- 12 oz fresh tuna steaks
- 6 oz white or rosé wine
- 4 top sliced buns
- 2 garlic cloves
- 1 tsp black pepper corns
- 1 lemon
- 2 egg yolks
- 1/4 C olive oil
- 1 Tbsp rice vinegar
- 2 Tsp lemon pepper seasoning
- 1/2 tsp Cayenne pepper
- 2 Tbsp non-pareil capers
To Poach Fish:
- Place wine in a sauce pan and add pepper corns along with 2 slices lemon and garlic cloves.
- Cook over medium heat and add tuna steaks.
- Cover and turn heat down to low.
- Continue to cook for 6-8 minutes.
- When fish is done, remove from wine, place on dish, and refrigerate until cool.
To make the Aioli:
- Whisk egg yolks rapidly for 2 minutes with a hand whisk. Add 2 tsp lemon juice and rice vinegar and mix.
- While whisking, slowly drizzle in olive oil and continue whisking until the mixture thickens, about 3 minutes.

## PROBLEM 1
In the tuna recipe, how would you render "Continue to cook for 6-8 minutes." in French?
## PROBLEM 2
Could you write what comes next in the tuna recipe, picking up after its last step?
The listing comes from a different source than the tuna recipe.

## ROWS

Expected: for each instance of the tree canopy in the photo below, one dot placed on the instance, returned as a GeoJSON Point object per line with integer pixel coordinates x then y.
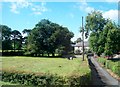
{"type": "Point", "coordinates": [104, 36]}
{"type": "Point", "coordinates": [47, 37]}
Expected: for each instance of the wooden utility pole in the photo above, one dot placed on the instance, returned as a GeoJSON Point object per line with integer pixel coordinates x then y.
{"type": "Point", "coordinates": [83, 38]}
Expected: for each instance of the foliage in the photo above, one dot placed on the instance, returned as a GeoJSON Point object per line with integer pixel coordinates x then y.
{"type": "Point", "coordinates": [46, 37]}
{"type": "Point", "coordinates": [6, 36]}
{"type": "Point", "coordinates": [45, 71]}
{"type": "Point", "coordinates": [104, 36]}
{"type": "Point", "coordinates": [44, 79]}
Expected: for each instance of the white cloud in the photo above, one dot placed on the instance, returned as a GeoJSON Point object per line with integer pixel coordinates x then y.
{"type": "Point", "coordinates": [39, 9]}
{"type": "Point", "coordinates": [111, 14]}
{"type": "Point", "coordinates": [112, 0]}
{"type": "Point", "coordinates": [83, 6]}
{"type": "Point", "coordinates": [21, 4]}
{"type": "Point", "coordinates": [16, 6]}
{"type": "Point", "coordinates": [71, 15]}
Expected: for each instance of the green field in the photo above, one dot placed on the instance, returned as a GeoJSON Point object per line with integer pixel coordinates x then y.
{"type": "Point", "coordinates": [58, 66]}
{"type": "Point", "coordinates": [38, 71]}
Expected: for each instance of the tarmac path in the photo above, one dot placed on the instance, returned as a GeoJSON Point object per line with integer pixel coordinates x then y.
{"type": "Point", "coordinates": [100, 77]}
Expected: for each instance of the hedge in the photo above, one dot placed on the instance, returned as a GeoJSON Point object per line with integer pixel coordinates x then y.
{"type": "Point", "coordinates": [114, 66]}
{"type": "Point", "coordinates": [45, 79]}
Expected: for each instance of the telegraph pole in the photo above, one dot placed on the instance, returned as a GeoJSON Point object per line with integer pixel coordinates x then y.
{"type": "Point", "coordinates": [83, 38]}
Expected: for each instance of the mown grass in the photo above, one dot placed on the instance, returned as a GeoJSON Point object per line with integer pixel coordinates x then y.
{"type": "Point", "coordinates": [45, 71]}
{"type": "Point", "coordinates": [59, 66]}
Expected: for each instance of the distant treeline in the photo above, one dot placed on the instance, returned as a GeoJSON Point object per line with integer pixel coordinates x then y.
{"type": "Point", "coordinates": [45, 38]}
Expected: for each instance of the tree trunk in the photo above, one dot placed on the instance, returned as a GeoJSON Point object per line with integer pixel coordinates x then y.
{"type": "Point", "coordinates": [53, 54]}
{"type": "Point", "coordinates": [48, 55]}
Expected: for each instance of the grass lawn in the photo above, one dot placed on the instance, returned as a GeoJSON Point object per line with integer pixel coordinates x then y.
{"type": "Point", "coordinates": [59, 66]}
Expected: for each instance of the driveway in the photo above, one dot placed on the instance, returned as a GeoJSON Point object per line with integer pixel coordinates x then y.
{"type": "Point", "coordinates": [100, 77]}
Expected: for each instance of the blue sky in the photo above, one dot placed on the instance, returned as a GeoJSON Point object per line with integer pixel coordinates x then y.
{"type": "Point", "coordinates": [24, 15]}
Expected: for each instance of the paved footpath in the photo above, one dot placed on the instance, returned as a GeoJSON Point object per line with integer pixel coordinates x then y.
{"type": "Point", "coordinates": [100, 77]}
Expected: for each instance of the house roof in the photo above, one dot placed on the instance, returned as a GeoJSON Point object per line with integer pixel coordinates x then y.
{"type": "Point", "coordinates": [79, 44]}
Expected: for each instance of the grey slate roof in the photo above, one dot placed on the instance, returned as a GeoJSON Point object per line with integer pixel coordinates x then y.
{"type": "Point", "coordinates": [79, 44]}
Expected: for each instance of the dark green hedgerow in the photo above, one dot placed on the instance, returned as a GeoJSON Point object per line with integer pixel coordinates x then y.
{"type": "Point", "coordinates": [45, 79]}
{"type": "Point", "coordinates": [113, 65]}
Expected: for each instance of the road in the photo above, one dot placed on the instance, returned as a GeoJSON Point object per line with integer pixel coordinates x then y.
{"type": "Point", "coordinates": [100, 77]}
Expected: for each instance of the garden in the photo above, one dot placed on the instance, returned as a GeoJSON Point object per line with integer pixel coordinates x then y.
{"type": "Point", "coordinates": [35, 71]}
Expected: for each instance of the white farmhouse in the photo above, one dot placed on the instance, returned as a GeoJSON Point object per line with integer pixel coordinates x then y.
{"type": "Point", "coordinates": [78, 47]}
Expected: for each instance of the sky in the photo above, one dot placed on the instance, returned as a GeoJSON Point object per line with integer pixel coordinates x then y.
{"type": "Point", "coordinates": [24, 14]}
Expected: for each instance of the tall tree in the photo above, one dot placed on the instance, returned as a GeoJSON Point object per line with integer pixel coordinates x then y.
{"type": "Point", "coordinates": [6, 37]}
{"type": "Point", "coordinates": [95, 24]}
{"type": "Point", "coordinates": [17, 40]}
{"type": "Point", "coordinates": [46, 37]}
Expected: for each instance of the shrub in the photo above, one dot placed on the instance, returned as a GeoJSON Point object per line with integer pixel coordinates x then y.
{"type": "Point", "coordinates": [112, 65]}
{"type": "Point", "coordinates": [45, 79]}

## WRITTEN ANSWER 1
Continuez la cuisson pendant 6 à 8 minutes.

## WRITTEN ANSWER 2
- Add cayenne pepper and stir in. Add salt to taste.
Assemble the Tuna Rolls:
- Remove tuna from fridge and flake using a fork (we think it's best to leave flakes large).
- Place tuna in bowl. Add 3 tbsp of aioli at a time and mix gently.
- Add lemon pepper seasoning and salt and pepper to taste.
- Add more aioli to suit your preference.
- Serve in a roll, top with capers, and garnish with your choice of greens.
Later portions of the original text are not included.